(Excerpt):
■ ■ ■ ■

Upper Tag Ontology (UTO)

Data integration and mediation have become central concerns of information technology over the past few decades. With the advent of the Web and the rapid increases in the amount of data and the number of Web documents and users, researchers have focused on enhancing the interoperability of data through the development of metadata schemes. Other researchers have looked to the wealth of metadata generated by bookmarking sites on the Social Web. While several existing ontologies capitalize on the semantics of metadata created by tagging activities, the Upper Tag Ontology (UTO) emphasizes the structure of tagging activities to facilitate modeling of tagging data and the integration of data from different bookmarking sites as well as the alignment of tagging ontologies. UTO is described and its utility in modeling, harvesting, integrating, searching and analyzing data is demonstrated with metadata harvested from three major social tagging systems (Delicious, Flickr and YouTube).

Social Tagging Network Analysis

This project aims to use social network analysis to portray the social vocabulary evolving in there major social tagging websites: Delicious, Flickr and YouTube. Large set of crawled tagging will be analyzed based on the major social network analysis methods.

PageRank for Scholarly Ranking and Social Influence Analysis

Using scholarly data (citations and publications) to form scholarly networks to identify the influential authors, journals, or papers. Ranking individuals based on the combined factors, such as citation time, multi-mode graphs and so on.

Semantic Web for Biochemical Knowledge Discovery

Recent advances in biomedical research have led to an influx of large amount of datasets about genes, proteins, genetic variations, chemical compounds, diseases and drugs. Most of the data only begins to make sense when it is integrated with other data and domain knowledge. This triggers the emerging studies in Network Biology, which models biological objects and reactions as complex networks and utilizes network analysis methods to discover hidden associations. Meanwhile, the cutting-edge Semantic Web technologies enable interoperable data integration and knowledge representation which significantly facilitate publishing, sharing and interlinking biomedical data on the Web. The Semantic Web enables integrative analysis of highly heterogeneous networks. Integrating multiple graphs that may be highly heterogeneous is obviously necessary for advanced network biology and network medicine research.

Research Profiling

Research profiling is a widely-adopted method to monitor research development and rank research performance. This project describes a novel infrastructure to generate semantic-powered research profiling for research fields, organizations and individuals. It uses the proposed Research Ontology to crawl related websites and news feeds, and model them into RDF triple stores to facilitate semantic queries and semantic mining on novelty detection, hot topic detection, dynamics of research, and topic clustering. This RDF triple store contains crawled 1,273,037 unique webpages and 6,467,448 news articles and is a large-scale Terabyte database built upon MySQL.

Linked Open Data (LOD) and its application

- Linking LOD with Patent data

DBpedia is a community effort to extract structured information from Wikipedia and to make this information available on the Web. DBpedia allows users to ask expressive queries *against Wikipedia and to interlink other datasets on the Web with DBpedia data. This paper presents a simple approach to link any dataset to DBpedia and thus making the dataset available for anyone’s use.

- Mashingup semantic music data

The work discusses the MuzkMesh music portal which mashups existing semantic music data from the Linked Open Data (LOD) bubbles and other common APIs. It aims to demo the power of semantic integration and useful use scenarios on music retrieval and entertainment.

■ ■ ■ ■

(Entries drawn from a collection)
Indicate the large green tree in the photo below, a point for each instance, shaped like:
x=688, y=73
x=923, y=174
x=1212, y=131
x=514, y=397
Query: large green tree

■ ■ ■ ■

(Task item A): Reproduce the passage of the excerpt starting with "Social Tagging Network" and going on through "graphs and so on.".
(Task item B): According to the excerpt, why does the Research Profiling project model crawled websites and news feeds into RDF triple stores? Answer in one to three sentences.

(Written response A):
Social Tagging Network Analysis

This project aims to use social network analysis to portray the social vocabulary evolving in there major social tagging websites: Delicious, Flickr and YouTube. Large set of crawled tagging will be analyzed based on the major social network analysis methods.

PageRank for Scholarly Ranking and Social Influence Analysis

Using scholarly data (citations and publications) to form scholarly networks to identify the influential authors, journals, or papers. Ranking individuals based on the combined factors, such as citation time, multi-mode graphs and so on.

(Written response B): The crawled websites and news feeds are modeled into RDF triple stores to facilitate semantic queries and semantic mining. This mining covers novelty detection, hot topic detection, dynamics of research, and topic clustering.